# Directive 1
Revise the part of the Custom PC article that opens with the words containing "Audited circulation figures" and closes with "write for bit-tech.", replacing "Group Editor" with "Chief Editor".
# Directive 2
Continue the Custom PC article from its last sentence.

## start Page extract

Custom PC
- Cover of the final issue (April 2023, 235)
- Editor: Ben Hardwidge
- Categories: Computing
- Frequency: Monthly
- Circulation: 8,094 (Jan–Dec 2018)
- First issue: 2003
- Final issue Number: April 2023 235
- Company: Raspberry Pi Trading Ltd
- Country: United Kingdom
- Website: www.custompc.com
- ISSN: 1740-7443

= Custom PC =

UK-based computer magazine

Custom PC (usually abbreviated to 'CPC') was a UK-based computer magazine originally published by Dennis Publishing Ltd and subsequently sold to Raspberry Pi Trading Ltd. It was aimed at PC hardware enthusiasts, covering topics such as modding, overclocking, and PC gaming. The first issue was released in October 2003 and it was published monthly until the final issue, number 235, was released in February 2023.

In February 2023 the magazine ceased printed production and the brand name and content rights were sold to Network N Media who relaunched the brand as an online-only entity CustomPC.com.

Audited circulation figures for the magazine were 9,428 (ABC, Jan–Dec 2014). Gareth Ogden retired as editor of Custom PC at the end of Issue 52. Issue 53 was edited by Deputy Editor James Gorbold; from Issue 54 onwards the magazine was edited by Alex Watson. From Issue 87 to Issue 102 the magazine was edited by James Gorbold. From Issue 103 onward, the magazine has been edited by Ben Hardwidge.

Between 2009 and January 2012, the magazine was partnered with enthusiast site bit-tech.net, with the two editorial teams merging and sharing resources across both the site and the magazine. Custom PCs James Gorbold took over as Group Editor of the two teams. However, since February 2012, the two brands have separated and content is no longer shared between the two publications, although many of the magazine's writers continue to write for bit-tech.

## end Page extract
## start Stored records

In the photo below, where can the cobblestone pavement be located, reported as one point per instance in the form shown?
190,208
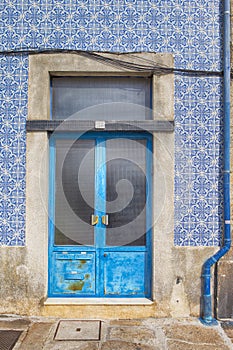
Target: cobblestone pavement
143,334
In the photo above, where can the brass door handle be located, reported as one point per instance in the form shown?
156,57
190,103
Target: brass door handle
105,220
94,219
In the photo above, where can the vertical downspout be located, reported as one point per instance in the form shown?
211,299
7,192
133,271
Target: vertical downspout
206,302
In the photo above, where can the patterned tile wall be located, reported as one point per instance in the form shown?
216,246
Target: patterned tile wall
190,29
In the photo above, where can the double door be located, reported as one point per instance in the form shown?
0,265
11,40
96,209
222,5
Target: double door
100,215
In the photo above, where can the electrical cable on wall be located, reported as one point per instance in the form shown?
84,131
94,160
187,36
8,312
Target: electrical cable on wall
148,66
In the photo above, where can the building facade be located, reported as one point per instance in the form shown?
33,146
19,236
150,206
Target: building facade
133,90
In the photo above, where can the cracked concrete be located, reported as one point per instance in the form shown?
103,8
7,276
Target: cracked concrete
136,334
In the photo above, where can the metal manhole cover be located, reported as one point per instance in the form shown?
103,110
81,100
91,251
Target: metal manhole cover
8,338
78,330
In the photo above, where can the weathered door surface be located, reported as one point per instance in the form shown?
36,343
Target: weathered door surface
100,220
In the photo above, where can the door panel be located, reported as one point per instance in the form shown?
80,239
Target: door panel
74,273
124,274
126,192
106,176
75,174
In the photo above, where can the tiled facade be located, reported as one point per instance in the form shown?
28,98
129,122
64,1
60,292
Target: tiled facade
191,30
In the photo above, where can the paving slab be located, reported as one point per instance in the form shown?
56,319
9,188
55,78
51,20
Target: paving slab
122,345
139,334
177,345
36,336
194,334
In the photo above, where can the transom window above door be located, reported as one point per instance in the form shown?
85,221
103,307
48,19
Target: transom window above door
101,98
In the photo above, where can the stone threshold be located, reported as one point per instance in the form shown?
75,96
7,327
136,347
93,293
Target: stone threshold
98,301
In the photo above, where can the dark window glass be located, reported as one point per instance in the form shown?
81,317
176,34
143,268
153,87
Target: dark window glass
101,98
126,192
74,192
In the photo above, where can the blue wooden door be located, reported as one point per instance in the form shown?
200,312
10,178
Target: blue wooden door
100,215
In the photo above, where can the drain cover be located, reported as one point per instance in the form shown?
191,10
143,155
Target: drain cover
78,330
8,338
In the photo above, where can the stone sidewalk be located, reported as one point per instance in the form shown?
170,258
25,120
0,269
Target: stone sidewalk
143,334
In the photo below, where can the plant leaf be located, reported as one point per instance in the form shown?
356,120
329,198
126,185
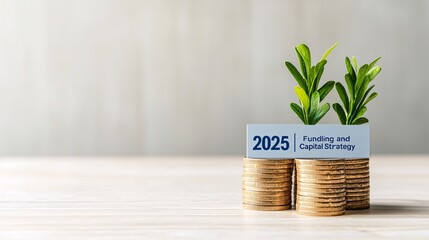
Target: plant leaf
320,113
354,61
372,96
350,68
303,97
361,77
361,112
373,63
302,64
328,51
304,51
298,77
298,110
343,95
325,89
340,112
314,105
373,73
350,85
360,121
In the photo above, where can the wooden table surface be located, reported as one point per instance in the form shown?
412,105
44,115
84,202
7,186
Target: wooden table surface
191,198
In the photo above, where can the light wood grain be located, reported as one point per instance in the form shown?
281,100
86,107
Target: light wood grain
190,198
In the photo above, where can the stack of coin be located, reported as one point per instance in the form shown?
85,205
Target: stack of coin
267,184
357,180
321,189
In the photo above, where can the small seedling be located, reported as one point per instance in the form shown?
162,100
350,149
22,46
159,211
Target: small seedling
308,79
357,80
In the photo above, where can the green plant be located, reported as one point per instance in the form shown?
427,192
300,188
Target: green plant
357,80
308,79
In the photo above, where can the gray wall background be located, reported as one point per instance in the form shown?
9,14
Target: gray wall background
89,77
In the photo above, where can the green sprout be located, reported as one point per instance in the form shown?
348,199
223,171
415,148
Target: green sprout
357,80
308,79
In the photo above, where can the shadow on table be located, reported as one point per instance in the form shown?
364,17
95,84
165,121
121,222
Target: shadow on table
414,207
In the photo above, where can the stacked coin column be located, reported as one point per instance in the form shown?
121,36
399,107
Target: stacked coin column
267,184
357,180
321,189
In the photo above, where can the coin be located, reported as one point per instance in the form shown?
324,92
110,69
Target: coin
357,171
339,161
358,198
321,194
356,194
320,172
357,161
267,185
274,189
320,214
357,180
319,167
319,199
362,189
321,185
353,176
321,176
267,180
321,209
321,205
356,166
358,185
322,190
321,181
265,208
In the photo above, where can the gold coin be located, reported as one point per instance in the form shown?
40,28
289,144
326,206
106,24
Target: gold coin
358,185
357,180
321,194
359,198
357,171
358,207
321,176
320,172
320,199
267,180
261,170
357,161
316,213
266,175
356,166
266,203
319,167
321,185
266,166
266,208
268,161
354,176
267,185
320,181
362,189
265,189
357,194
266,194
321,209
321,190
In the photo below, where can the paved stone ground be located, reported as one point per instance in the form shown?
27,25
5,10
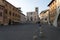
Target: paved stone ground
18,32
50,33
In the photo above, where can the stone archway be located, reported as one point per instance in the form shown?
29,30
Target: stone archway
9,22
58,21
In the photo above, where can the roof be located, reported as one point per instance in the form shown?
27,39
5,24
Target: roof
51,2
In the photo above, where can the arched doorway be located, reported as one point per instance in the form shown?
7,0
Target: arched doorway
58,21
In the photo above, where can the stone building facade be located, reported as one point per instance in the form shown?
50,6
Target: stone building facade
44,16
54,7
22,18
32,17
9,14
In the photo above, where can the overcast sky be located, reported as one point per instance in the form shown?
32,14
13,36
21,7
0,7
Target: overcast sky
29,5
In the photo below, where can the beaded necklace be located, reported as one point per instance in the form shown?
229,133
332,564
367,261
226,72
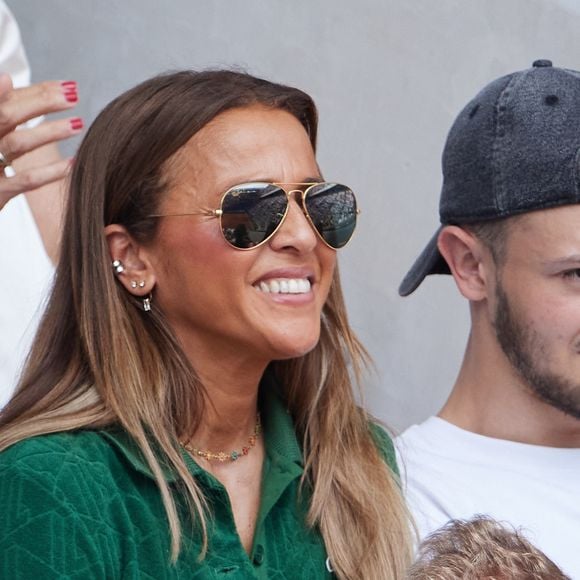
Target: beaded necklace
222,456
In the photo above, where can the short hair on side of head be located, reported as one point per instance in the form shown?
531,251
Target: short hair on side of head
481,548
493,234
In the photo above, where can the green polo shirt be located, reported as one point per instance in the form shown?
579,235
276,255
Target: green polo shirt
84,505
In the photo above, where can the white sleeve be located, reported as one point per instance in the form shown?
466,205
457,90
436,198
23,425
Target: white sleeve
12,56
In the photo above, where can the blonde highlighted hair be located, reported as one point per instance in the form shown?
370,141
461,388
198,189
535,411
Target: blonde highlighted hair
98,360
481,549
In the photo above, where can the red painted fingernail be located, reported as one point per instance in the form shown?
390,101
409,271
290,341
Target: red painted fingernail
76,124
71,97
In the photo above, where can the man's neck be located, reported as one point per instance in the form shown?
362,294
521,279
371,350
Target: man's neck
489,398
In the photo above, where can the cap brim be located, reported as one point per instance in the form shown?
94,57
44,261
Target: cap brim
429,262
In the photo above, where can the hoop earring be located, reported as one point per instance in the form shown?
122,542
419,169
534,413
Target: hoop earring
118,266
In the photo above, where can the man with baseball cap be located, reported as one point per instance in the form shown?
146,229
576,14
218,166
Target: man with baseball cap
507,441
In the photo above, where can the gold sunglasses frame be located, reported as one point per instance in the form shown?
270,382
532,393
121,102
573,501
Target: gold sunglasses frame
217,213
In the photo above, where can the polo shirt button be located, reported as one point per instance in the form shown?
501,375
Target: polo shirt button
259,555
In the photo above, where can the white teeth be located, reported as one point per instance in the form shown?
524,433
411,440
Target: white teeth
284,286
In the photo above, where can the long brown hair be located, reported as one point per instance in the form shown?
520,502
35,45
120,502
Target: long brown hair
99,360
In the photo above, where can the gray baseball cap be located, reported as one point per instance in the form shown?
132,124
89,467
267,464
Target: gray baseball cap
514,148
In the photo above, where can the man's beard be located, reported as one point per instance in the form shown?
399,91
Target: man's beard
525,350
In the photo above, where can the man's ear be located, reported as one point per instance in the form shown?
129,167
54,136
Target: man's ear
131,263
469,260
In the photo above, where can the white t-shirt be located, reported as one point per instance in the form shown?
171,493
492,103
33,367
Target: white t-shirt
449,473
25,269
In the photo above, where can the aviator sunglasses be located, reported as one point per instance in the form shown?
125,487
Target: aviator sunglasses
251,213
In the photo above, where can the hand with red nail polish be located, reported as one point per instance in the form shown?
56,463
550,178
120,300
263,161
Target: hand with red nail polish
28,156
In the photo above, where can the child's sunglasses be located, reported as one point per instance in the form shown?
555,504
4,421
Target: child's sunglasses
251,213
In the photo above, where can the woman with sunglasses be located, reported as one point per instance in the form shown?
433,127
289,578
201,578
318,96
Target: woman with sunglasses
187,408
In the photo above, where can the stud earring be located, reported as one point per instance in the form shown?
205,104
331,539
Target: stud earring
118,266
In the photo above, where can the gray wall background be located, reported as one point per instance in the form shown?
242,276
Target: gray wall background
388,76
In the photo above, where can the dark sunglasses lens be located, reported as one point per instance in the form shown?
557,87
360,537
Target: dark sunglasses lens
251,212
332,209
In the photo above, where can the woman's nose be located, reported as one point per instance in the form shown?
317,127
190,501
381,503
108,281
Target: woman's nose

## end Stored records
## start Stored records

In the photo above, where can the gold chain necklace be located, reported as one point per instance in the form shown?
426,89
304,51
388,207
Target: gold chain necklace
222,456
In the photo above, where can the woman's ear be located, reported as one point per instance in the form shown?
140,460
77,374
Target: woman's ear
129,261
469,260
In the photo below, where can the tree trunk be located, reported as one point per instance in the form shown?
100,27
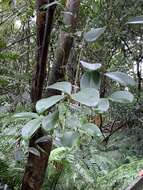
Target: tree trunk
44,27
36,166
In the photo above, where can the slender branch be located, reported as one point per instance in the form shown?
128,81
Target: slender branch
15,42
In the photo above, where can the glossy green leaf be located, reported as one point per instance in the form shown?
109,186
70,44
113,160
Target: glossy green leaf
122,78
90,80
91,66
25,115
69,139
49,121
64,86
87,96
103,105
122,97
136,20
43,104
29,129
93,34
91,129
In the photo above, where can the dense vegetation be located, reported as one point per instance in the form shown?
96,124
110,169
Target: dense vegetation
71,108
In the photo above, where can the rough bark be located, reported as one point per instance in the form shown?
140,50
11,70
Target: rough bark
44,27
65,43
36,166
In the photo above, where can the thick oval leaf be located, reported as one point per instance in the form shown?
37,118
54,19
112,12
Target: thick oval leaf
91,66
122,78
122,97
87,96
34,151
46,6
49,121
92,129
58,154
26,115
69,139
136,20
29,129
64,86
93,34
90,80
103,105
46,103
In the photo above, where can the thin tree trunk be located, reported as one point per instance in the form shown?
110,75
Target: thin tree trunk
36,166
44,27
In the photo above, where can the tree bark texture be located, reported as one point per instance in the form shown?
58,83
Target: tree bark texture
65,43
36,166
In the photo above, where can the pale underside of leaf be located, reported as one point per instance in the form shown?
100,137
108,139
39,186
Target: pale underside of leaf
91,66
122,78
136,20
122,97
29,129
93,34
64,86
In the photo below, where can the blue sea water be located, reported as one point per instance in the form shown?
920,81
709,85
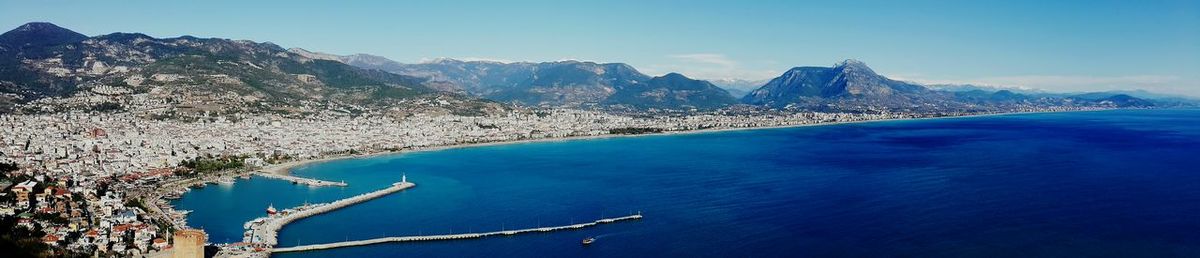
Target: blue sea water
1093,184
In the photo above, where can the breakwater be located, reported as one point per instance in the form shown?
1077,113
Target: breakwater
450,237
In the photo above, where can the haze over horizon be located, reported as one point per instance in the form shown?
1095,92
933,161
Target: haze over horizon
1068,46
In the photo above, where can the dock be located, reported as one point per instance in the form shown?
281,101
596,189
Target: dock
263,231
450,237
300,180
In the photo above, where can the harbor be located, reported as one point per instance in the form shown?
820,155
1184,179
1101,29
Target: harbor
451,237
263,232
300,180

## end Stored records

# Task output 1
Audited circulation figures for the magazine were 9,428 (ABC, Jan–Dec 2014). Gareth Ogden retired as editor of Custom PC at the end of Issue 52. Issue 53 was edited by Deputy Editor James Gorbold; from Issue 54 onwards the magazine was edited by Alex Watson. From Issue 87 to Issue 102 the magazine was edited by James Gorbold. From Issue 103 onward, the magazine has been edited by Ben Hardwidge.

Between 2009 and January 2012, the magazine was partnered with enthusiast site bit-tech.net, with the two editorial teams merging and sharing resources across both the site and the magazine. Custom PCs James Gorbold took over as Chief Editor of the two teams. However, since February 2012, the two brands have separated and content is no longer shared between the two publications, although many of the magazine's writers continue to write for bit-tech.

# Task output 2
In February 2019 the magazine, along with Digital SLR Photography Magazine, was sold to Raspberry Pi Trading, a subsidiary of the Raspberry Pi Foundation.

Issue 235 in February 2023 became the final issue available in printed format. The brand was acquired by Network N in April 2023 with plans to continue coverage online. Custom PC persisted as an online publication until 2024, with existing editorial members then being migrated to PCGamesN's Hardware team.

As of 2026, CustomPC.com remains inactive, and the last remaining staff member, Edward Chester, is now the only current member of the PCGamesN hardware team.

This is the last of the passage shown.